_The records_
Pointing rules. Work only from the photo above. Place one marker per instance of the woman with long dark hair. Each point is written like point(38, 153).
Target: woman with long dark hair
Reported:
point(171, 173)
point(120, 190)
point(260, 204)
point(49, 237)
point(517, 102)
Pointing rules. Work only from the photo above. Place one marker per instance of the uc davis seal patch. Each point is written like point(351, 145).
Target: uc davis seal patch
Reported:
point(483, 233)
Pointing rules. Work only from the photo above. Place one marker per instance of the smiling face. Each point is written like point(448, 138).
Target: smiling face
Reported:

==

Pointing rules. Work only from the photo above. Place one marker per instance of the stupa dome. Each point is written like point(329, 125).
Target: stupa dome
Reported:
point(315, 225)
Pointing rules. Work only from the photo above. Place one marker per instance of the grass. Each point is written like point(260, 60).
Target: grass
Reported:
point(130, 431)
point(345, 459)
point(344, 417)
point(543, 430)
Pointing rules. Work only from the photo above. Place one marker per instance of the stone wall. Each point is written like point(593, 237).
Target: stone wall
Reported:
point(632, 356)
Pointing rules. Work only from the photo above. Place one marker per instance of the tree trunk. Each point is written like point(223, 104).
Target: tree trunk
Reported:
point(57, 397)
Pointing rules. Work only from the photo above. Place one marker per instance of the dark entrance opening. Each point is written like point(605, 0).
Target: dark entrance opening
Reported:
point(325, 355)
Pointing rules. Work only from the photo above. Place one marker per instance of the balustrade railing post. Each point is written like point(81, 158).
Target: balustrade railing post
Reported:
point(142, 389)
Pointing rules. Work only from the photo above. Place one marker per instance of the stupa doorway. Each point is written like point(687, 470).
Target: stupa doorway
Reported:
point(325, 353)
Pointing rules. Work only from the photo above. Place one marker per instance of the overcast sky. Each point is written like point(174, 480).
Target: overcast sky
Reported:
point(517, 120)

_Exercise objective_
Go through the records and pull out each line that includes the word "dome".

_Final answer_
Pointing rules. Work only from the photo above. Place one marker per instance of the stupa dome. Each point is written like point(329, 125).
Target: stupa dome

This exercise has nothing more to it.